Labeled area outline data
# # # # #
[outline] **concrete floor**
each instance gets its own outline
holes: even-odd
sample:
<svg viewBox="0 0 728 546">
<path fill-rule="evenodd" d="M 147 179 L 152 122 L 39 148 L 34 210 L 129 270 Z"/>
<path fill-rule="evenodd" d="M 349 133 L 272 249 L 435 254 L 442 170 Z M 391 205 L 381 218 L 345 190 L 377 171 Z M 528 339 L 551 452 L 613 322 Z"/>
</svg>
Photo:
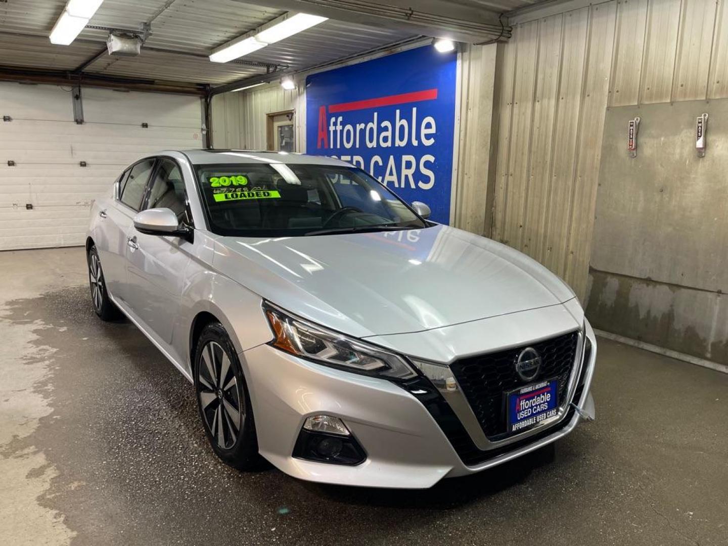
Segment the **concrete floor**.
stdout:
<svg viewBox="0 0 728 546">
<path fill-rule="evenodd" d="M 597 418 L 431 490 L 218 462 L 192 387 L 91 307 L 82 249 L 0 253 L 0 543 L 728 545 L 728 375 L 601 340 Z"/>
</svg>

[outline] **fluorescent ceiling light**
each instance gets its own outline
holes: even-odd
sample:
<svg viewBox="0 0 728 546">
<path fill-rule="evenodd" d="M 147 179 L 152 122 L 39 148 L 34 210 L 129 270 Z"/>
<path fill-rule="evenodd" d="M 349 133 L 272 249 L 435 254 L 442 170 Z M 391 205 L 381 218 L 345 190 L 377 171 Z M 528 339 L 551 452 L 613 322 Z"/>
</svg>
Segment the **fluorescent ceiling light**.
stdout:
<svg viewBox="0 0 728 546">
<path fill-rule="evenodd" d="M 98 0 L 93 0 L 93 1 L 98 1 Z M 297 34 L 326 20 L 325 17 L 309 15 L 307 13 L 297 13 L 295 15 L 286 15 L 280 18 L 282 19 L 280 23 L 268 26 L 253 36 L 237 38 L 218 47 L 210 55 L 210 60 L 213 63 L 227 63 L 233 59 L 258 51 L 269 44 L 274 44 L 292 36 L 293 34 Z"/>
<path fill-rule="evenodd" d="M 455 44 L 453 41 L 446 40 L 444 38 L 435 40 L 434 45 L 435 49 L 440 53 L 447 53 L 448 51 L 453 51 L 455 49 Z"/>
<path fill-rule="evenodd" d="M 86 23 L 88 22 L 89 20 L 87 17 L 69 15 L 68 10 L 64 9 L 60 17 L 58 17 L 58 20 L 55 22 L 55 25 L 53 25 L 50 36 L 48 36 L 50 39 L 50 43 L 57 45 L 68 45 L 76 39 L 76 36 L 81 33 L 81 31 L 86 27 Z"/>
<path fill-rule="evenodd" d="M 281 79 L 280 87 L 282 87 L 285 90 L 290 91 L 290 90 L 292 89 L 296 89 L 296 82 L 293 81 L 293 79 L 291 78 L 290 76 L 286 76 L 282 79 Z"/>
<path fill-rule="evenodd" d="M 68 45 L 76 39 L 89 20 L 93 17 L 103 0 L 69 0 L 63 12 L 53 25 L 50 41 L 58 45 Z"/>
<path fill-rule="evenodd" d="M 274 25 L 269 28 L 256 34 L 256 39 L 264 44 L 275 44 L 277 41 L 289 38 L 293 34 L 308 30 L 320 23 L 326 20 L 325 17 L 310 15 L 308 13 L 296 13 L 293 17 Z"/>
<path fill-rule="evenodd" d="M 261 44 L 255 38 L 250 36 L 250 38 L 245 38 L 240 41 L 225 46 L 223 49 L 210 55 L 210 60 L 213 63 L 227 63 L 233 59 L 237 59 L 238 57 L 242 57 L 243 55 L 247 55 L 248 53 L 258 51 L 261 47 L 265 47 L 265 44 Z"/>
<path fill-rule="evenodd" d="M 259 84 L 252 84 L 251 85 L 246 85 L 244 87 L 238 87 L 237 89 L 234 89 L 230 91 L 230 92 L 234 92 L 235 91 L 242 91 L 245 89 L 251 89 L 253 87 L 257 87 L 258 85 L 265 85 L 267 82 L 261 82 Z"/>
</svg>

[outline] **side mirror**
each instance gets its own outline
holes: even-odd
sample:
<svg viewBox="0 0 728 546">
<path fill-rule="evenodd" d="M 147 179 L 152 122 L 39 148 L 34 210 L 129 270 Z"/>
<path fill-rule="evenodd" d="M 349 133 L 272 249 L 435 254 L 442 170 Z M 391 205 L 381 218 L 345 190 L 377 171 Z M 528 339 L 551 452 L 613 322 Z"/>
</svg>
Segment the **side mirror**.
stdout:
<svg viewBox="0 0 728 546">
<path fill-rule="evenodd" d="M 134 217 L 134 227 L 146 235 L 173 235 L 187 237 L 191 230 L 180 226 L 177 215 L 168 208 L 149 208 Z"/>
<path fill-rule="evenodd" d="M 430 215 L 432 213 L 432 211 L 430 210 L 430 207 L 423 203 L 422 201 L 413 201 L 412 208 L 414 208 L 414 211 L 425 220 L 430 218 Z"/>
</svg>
# # # # #
The problem: Reproduce the part of the data that begins with the line containing "[outline] **side mirror**" and runs through the end of the data, changing "side mirror" to "wing mirror" and keeping everything else unaltered.

Answer below:
[outline] **wing mirror**
each instance gets its own outline
holes: even-odd
sample:
<svg viewBox="0 0 728 546">
<path fill-rule="evenodd" d="M 147 179 L 152 122 L 39 148 L 34 210 L 129 270 Z"/>
<path fill-rule="evenodd" d="M 349 133 L 272 249 L 435 254 L 442 170 Z M 391 205 L 381 218 L 345 190 L 377 171 Z M 528 339 L 551 452 L 613 322 Z"/>
</svg>
Segment the **wing mirror**.
stdout:
<svg viewBox="0 0 728 546">
<path fill-rule="evenodd" d="M 134 217 L 134 227 L 146 235 L 173 235 L 187 237 L 191 230 L 180 226 L 177 215 L 168 208 L 149 208 Z"/>
<path fill-rule="evenodd" d="M 430 215 L 432 213 L 432 211 L 430 210 L 430 207 L 423 203 L 422 201 L 413 201 L 412 208 L 414 208 L 414 211 L 425 220 L 430 218 Z"/>
</svg>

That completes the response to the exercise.